## Exercícios propostos
A. Responda, com base no texto sobre o valor da hora de trabalho:
(i) Quantas semanas de férias são descontadas do ano?
(ii) Qual é a média de horas trabalhadas por dia?
(iii) Pelo que se pauta a propaganda?
B. Indique tudo aquilo cuja permanência, segundo o texto sobre o valor da hora de trabalho, é objeto de reflexão para um designer.

## Texto fornecido
Um profissional deve saber qual é o valor de sua hora de trabalho. Esse é o primeiro dado essencial para a elaboração de um orçamento. Nas sociedades ocidentais, um indivíduo para se sentir remunerado corretamente deveria ganhar o equivalente a sua idade multiplicada por mil dólares por ano. 
A hora de trabalho é o resultado de cálculo de horas de dedicação ao trabalho produtivo por ano. Considerando que um ano tem 52 duas semanas, e descontando o equivalente a quatro semanas de férias e mais uma ou duas para eventualidades sobram, portanto, 46 semanas produtivas, nas quais se trabalha cinco dias por semana e uma média de seis horas por dia. O resto do tempo é utilizado nos deslocamentos, telefonemas, correspondências e um sem fim de atividades rotineiras e burocráticas. 
Exemplificando esta fórmula, uma pessoa de 40 anos dever cobrar, no mínimo, 29 dólares por hora de trabalho (1.380 horas divididas por 40.000 dólares = U$ 28,98), lembrando que sobre esse valor devem ser incluídos os impostos e encargos sociais. 

O tempo para um designer é também objeto de reflexão sobre a permanência das mensagens, produtos e serviços, cuja relevância e compreensão está condicionada ao seu momento e lugar. Usos e costumes mudam constantemente e com eles toda a cultura material e seu universo simbólico e cognitivo. Enquanto a propaganda se pauta pela efemeridade, o design opta pela atemporalidade.

[Registros para localizar itens nomeados]

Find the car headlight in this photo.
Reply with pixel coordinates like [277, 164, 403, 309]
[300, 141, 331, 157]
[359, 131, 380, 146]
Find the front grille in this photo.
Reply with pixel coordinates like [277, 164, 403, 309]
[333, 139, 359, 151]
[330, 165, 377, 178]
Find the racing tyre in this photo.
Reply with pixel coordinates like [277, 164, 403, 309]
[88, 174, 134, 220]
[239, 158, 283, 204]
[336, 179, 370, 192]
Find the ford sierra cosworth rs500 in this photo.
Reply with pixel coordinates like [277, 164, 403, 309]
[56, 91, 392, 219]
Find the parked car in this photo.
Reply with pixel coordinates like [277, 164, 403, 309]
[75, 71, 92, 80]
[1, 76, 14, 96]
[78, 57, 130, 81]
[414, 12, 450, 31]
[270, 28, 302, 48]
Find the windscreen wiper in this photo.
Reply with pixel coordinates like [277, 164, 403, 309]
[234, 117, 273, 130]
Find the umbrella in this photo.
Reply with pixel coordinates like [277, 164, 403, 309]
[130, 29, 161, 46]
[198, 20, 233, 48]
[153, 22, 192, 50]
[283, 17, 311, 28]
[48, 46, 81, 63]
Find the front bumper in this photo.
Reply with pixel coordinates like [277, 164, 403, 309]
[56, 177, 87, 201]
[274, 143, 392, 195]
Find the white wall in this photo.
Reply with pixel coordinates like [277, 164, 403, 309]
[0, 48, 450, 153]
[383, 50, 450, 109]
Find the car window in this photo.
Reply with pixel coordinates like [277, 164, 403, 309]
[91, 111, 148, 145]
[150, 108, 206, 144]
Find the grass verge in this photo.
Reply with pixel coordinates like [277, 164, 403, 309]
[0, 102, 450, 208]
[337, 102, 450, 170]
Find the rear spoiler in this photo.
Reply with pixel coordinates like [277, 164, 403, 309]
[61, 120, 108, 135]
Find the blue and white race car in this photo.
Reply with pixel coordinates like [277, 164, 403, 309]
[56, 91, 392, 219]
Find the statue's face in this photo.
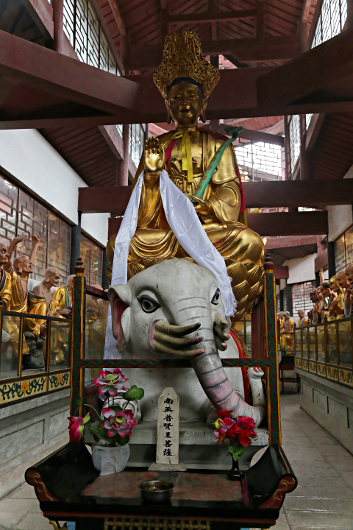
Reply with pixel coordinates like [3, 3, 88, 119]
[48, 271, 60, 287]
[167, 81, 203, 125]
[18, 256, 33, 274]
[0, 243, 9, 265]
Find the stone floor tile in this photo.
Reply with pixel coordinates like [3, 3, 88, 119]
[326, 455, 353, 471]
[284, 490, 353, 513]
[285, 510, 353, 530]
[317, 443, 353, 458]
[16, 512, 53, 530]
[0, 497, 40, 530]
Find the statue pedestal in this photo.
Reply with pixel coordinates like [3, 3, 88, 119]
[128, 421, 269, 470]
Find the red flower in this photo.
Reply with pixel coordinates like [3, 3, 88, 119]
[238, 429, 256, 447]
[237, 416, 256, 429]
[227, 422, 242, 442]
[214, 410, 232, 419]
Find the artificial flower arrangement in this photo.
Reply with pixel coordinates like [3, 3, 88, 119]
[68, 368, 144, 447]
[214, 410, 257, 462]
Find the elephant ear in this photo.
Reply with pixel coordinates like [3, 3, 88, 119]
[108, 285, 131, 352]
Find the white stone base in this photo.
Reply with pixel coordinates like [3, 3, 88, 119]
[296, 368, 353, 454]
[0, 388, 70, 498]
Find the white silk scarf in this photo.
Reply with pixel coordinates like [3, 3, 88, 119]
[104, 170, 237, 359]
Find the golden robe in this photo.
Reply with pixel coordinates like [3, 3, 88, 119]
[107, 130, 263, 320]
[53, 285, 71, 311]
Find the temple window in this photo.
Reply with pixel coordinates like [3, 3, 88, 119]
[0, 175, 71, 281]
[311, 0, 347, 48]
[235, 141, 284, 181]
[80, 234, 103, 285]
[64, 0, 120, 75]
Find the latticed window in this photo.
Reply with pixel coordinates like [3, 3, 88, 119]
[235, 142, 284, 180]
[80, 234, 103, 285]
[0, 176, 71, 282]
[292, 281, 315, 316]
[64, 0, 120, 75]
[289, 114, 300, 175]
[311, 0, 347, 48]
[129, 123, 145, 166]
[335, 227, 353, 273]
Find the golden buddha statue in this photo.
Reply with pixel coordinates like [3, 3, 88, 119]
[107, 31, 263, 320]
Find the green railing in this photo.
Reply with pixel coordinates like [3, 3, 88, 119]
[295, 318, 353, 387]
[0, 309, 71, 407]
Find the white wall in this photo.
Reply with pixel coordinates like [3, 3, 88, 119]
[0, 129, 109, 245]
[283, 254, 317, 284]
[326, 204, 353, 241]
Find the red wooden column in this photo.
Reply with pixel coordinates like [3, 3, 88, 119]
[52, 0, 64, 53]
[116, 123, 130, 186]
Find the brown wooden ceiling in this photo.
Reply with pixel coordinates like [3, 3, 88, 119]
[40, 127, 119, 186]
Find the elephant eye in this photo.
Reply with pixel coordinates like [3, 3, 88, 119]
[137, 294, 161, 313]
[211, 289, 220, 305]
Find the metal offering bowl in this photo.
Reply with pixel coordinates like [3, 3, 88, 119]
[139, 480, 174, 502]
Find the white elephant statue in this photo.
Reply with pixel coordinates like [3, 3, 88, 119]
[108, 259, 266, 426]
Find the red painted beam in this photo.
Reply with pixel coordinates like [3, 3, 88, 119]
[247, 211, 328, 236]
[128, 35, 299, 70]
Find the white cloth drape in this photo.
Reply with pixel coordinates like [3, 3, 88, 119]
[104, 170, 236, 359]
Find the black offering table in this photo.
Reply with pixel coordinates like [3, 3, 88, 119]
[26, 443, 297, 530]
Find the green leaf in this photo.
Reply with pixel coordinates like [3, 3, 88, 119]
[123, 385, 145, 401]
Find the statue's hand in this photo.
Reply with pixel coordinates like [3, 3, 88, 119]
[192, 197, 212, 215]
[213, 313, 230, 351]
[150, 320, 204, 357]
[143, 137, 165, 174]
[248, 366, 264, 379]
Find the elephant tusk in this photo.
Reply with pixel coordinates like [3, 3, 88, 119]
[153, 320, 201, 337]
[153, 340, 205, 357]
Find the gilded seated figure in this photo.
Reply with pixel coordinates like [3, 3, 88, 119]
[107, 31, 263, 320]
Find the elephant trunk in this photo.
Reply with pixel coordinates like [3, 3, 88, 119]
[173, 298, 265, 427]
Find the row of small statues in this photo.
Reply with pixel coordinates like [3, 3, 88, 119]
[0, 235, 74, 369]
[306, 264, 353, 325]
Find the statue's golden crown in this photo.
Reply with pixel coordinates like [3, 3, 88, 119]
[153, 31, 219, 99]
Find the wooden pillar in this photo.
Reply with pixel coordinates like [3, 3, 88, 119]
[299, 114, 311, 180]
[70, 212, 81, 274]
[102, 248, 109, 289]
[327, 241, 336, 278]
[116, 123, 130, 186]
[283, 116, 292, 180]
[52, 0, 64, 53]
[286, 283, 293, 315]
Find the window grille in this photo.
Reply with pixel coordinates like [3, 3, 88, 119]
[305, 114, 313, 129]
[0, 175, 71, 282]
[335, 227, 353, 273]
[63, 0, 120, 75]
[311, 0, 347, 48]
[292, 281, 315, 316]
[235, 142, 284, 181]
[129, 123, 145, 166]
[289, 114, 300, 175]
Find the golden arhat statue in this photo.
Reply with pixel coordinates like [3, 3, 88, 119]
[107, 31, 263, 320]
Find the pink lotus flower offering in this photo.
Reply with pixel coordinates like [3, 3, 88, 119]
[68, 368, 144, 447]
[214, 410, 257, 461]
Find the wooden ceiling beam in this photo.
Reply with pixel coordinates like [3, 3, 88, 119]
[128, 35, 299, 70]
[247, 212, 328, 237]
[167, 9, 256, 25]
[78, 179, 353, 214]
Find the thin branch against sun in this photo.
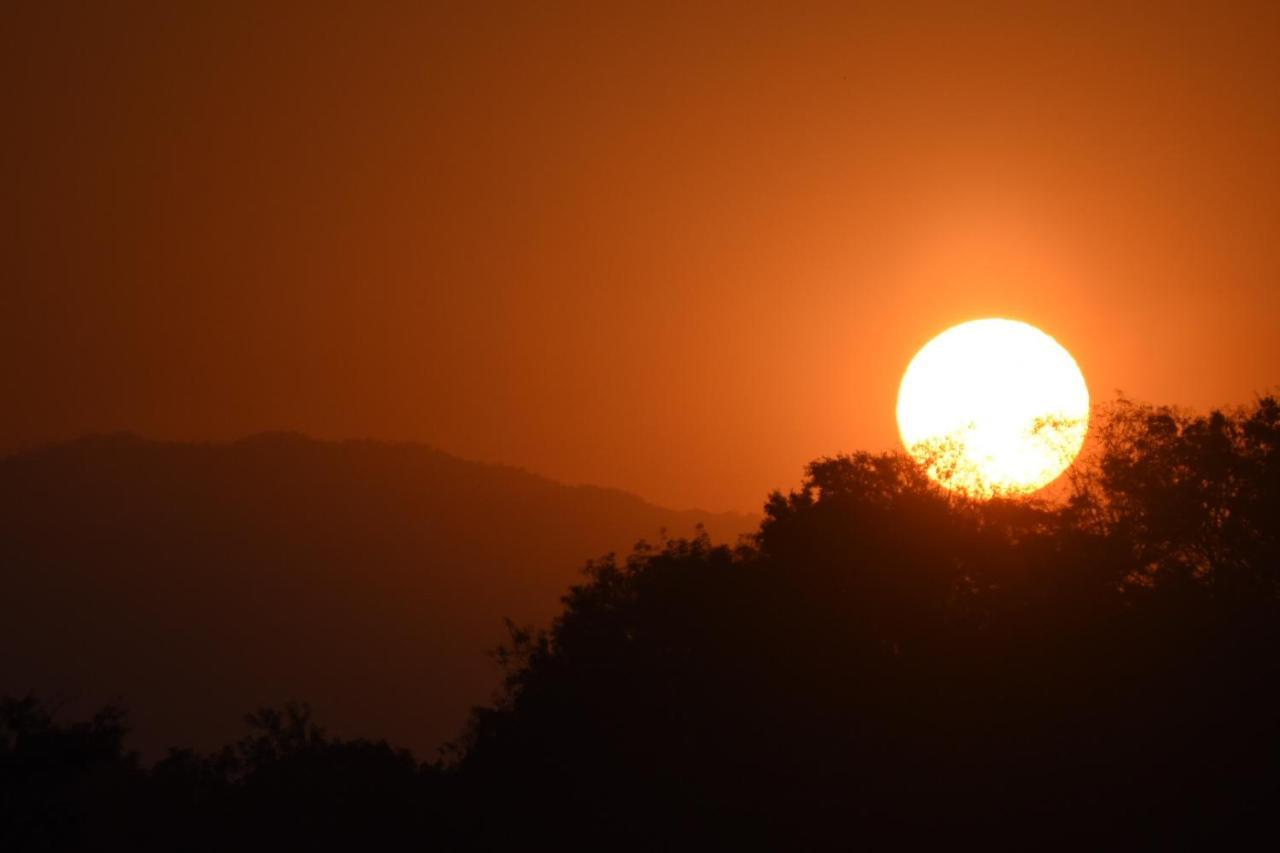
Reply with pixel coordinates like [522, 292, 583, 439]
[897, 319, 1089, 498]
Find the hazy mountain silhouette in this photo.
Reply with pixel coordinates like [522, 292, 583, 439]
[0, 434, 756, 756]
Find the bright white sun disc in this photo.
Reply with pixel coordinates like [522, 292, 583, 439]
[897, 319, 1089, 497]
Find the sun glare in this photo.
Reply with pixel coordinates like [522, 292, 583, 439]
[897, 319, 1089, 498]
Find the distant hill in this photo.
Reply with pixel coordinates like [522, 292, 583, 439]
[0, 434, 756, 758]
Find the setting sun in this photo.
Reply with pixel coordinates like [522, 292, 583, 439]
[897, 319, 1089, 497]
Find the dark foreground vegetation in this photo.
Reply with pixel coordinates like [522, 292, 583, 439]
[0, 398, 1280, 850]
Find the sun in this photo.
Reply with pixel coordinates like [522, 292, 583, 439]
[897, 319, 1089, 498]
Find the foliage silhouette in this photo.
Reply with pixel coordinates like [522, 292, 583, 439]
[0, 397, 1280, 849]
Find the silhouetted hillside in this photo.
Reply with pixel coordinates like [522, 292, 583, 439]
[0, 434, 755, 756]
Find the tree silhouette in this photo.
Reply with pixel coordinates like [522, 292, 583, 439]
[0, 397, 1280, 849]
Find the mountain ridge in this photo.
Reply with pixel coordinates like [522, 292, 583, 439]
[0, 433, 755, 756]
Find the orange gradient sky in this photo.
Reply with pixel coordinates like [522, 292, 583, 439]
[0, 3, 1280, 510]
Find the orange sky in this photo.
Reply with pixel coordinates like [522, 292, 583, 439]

## Soluções abaixo
A.
(i) Quatro semanas.
(ii) Seis horas por dia.
(iii) Pela efemeridade.

B. Mensagens, produtos e serviços.